━━ SOURCE RECORDS
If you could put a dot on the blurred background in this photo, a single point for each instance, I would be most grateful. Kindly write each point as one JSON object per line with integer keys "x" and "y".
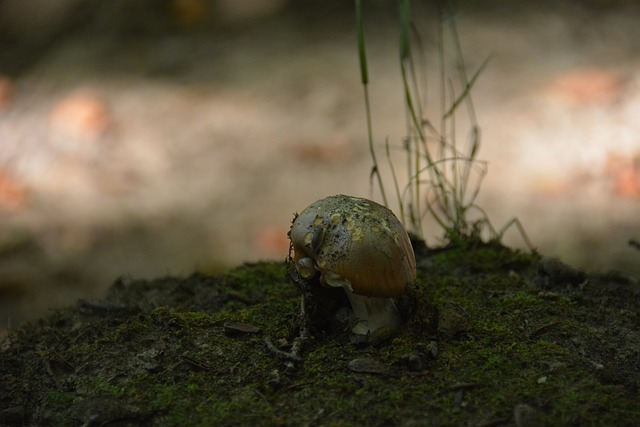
{"x": 162, "y": 137}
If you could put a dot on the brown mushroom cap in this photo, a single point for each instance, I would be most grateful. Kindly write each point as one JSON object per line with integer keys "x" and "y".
{"x": 355, "y": 243}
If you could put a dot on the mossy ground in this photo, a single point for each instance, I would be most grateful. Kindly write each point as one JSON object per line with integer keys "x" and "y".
{"x": 494, "y": 329}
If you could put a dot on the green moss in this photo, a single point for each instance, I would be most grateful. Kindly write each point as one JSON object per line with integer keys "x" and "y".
{"x": 500, "y": 340}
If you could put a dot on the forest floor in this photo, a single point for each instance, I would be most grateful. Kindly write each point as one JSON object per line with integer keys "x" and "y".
{"x": 134, "y": 143}
{"x": 491, "y": 337}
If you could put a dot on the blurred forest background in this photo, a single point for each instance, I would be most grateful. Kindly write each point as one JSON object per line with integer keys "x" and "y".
{"x": 152, "y": 137}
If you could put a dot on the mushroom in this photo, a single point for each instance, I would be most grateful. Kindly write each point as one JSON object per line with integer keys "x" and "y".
{"x": 360, "y": 246}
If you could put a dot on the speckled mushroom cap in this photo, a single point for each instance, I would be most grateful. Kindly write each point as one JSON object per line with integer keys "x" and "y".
{"x": 357, "y": 244}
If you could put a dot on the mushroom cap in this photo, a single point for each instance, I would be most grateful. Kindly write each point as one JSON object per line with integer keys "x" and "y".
{"x": 357, "y": 244}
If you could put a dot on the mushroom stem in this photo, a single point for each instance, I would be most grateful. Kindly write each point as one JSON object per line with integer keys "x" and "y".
{"x": 373, "y": 313}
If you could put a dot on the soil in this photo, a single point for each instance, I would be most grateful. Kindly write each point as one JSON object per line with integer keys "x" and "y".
{"x": 491, "y": 336}
{"x": 157, "y": 137}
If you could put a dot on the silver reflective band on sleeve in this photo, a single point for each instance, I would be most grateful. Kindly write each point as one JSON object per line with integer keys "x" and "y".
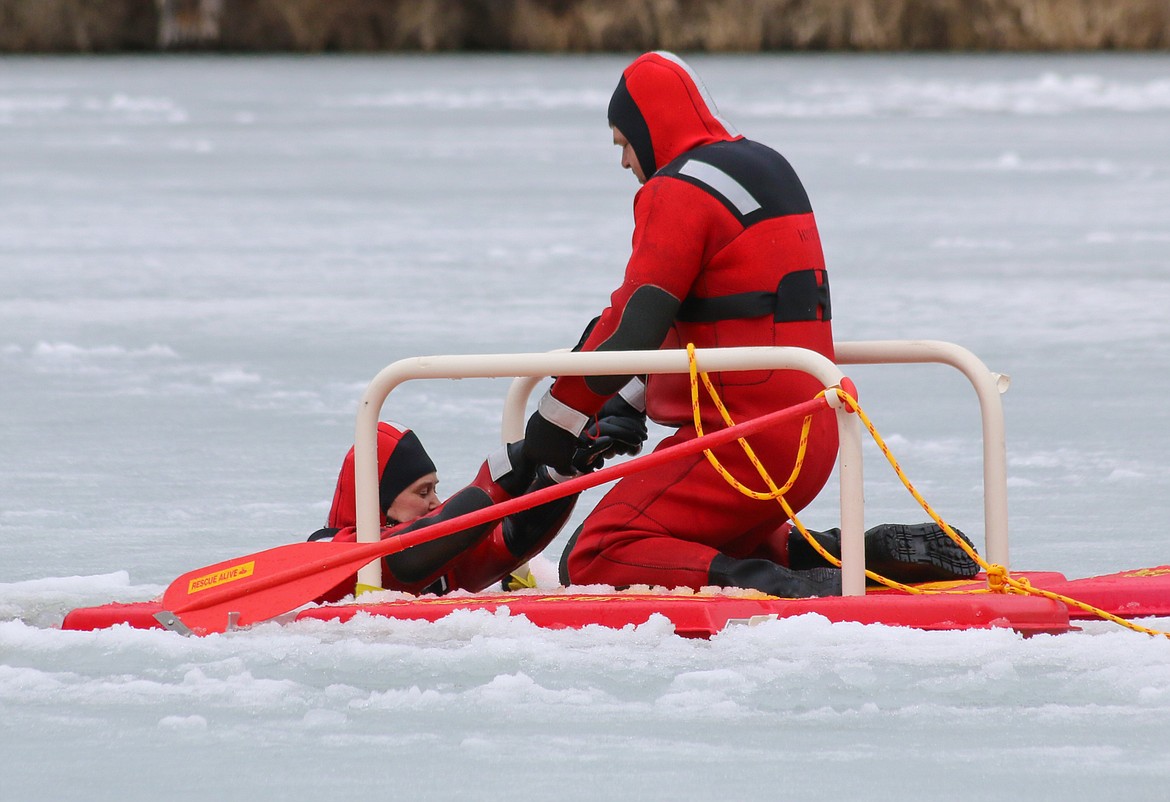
{"x": 499, "y": 464}
{"x": 634, "y": 392}
{"x": 562, "y": 416}
{"x": 718, "y": 180}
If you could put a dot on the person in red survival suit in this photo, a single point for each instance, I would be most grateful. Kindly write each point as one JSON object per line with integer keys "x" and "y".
{"x": 473, "y": 559}
{"x": 725, "y": 252}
━━━━
Copy out all of the material above word for word. Leave out the pictures.

# TASK ANSWER
If you could put a dot on the blurred background in this photo, a single point for each instance, I would be most grateful. Kindly write each point as one JSON object per line with integer keys "x" and "y".
{"x": 162, "y": 137}
If you could put a dot on the brown mushroom cap in this photo, a single point for each instance, I would be most grateful. Kindly write each point as one JSON object per line with integer keys "x" and "y".
{"x": 355, "y": 243}
If you could put a dot on the mossy ground in this photo, a single point for each instance, I would be most grateful. Kindly write each point as one JSON object per line with integer keys "x" and "y".
{"x": 494, "y": 329}
If you could put a dot on the green moss in this photo, a single point for each instance, I would be most grateful. Kindly write each point as one JSON object per line with integer keys "x" and "y".
{"x": 500, "y": 340}
If you could put a dot on the forest floor in this photo, a single point for each instance, I would be most grateful. Kindly write each point as one JSON object per line with integer keys "x" and "y".
{"x": 134, "y": 143}
{"x": 491, "y": 337}
If you could put a dot on the blurred forest background in this photo, a single point for each instance, I would be most grateful. Kindly write each point as one JSON object per line with integer keys "x" and "y".
{"x": 152, "y": 137}
If you could put a dot on the mushroom in this photo, a single point for each instance, I would be most grateful. Kindly write each point as one JSON object per line with integer keys "x" and "y".
{"x": 360, "y": 246}
If you could put a dot on the speckled mushroom cap in this photo, a single point for each instance, I would be most grateful. Kindly write each point as one JSON object per line with integer keys "x" and "y".
{"x": 357, "y": 244}
If you could put a dot on the mushroom cap in this photo, a single point for each instance, I would be most grateful. Kindly write each point as one JSON object per line with integer keys "x" and "y".
{"x": 357, "y": 244}
If you could put a dot on the mushroom stem in this photo, a single point for each instance, I would be most grateful. Kindly write each point as one JSON object per line with integer keys "x" and "y".
{"x": 373, "y": 313}
If you could put a dot on the soil in this photo, a single point for each instance, I would be most grateful. Kindly write each point as one JSON object per line with integer keys "x" and "y".
{"x": 491, "y": 336}
{"x": 157, "y": 137}
If you could put a dot on the silver reflective band on sleeve in this photo, a single point for each instance, I would be most grateful. Kindly write each point as one JSON object per line with integer keys "x" and "y".
{"x": 499, "y": 464}
{"x": 634, "y": 392}
{"x": 562, "y": 416}
{"x": 718, "y": 180}
If you could put a dot on the person in red survival suit in this photo, a single point for each instance, I would be most grateful. Kindly write each point as one JSON object per line with integer keys "x" and "y".
{"x": 473, "y": 559}
{"x": 725, "y": 252}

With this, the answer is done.